READING TEXT:
- - - - -
Oct. 1 (Bloomberg) -- The euro had its worst quarter against the dollar and the yen in more than a year as concern increased European leaders won’t be able to contain the region’s debt crisis and Greece may default on its debt.
The 17-nation currency slumped against the dollar even as Standard & Poor’s cut its U.S. debt rating and as the Federal Reserve set further economic stimulus. The yen rose against all of its 16 major counterparts as the global economy slowed and investors sought refuge. The Swiss franc pared a gain against the euro after the nation’s central bank imposed a currency ceiling. One in four economists surveyed by Bloomberg forecast the European Central Bank will cut interest rates in five days.
“The twin stories driving the markets are still the European debt crisis and fears of a global economic downturn,” said Vassili Serebriakov, a currency strategist at Wells Fargo & Co. in New York. “All signs are still that the markets are very cautious and risk-averse and that’s helping the dollar and other safe-haven currencies.”
The euro dropped 7.7 percent to $1.3387, from $1.4502 on June 30. The shared currency weakened 11.7 percent to 103.12 yen, from 116.84, and touched 101.94 on Sept. 26, the weakest level since June 2001. The dollar dropped 4.3 percent to 77.06 yen, from 80.56 last quarter.
- - - - -
DATA EXCERPT:
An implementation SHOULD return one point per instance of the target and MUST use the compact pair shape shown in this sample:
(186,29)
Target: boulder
- - - - -
TASKS:
**a)** According to the news article on the euro's quarter, why did the euro have its worst quarter against the dollar and the yen in more than a year? Answer in one to three sentences.
**b)** Return the part of the news article on the euro's quarter from "Oct. 1 (Bloomberg)" up to and including "in five days.".
**c)** Resume the news article on the euro's quarterly slide, picking up from where it stops.

TASK-BY-TASK ANSWERS:
**a)** The euro fell because concern grew that European leaders won't be able to contain the region's debt crisis. There was also concern that Greece may default on its debt.

**b)**
Oct. 1 (Bloomberg) -- The euro had its worst quarter against the dollar and the yen in more than a year as concern increased European leaders won’t be able to contain the region’s debt crisis and Greece may default on its debt.
The 17-nation currency slumped against the dollar even as Standard & Poor’s cut its U.S. debt rating and as the Federal Reserve set further economic stimulus. The yen rose against all of its 16 major counterparts as the global economy slowed and investors sought refuge. The Swiss franc pared a gain against the euro after the nation’s central bank imposed a currency ceiling. One in four economists surveyed by Bloomberg forecast the European Central Bank will cut interest rates in five days.

**c)**
An agreement in July by euro area leaders to expand the role of the European Financial Stability Facility and provide a second bailout for Greece failed to allay investor concern that the region’s crisis would spread.
The European Commission this week opposed ideas being floated by some government officials to get banks to accept bigger so-called haircuts on Greek debt holdings and doesn’t want to have talks about any such attempt, an official said this week on condition of anonymity because the deliberations are private.
The ECB was forced to start buying the bonds of Italy and Spain in August in an effort to stabilize the nations’ borrowing costs. The central bank is also lending dollars to euro-area banks, in coordination with the Fed and other central banks, to curb liquidity concern.
The dollar rallied against all the major currencies except for the yen. Demand for the U.S. currency increased after S&P cut its rating on U.S. debt to AA+ from AAA Aug. 5, causing stock markets to gyrate and investors to flock to the safety of Treasuries.
The Fed announced in Sept. 21 it will increase holdings of longer-maturity Treasuries, in a move known as Operation Twist, to limit borrowing costs and boost economic growth and jobs creation.
Yields on U.S. benchmark 10-year notes reached a record low of 1.6714 percent on Sept. 23.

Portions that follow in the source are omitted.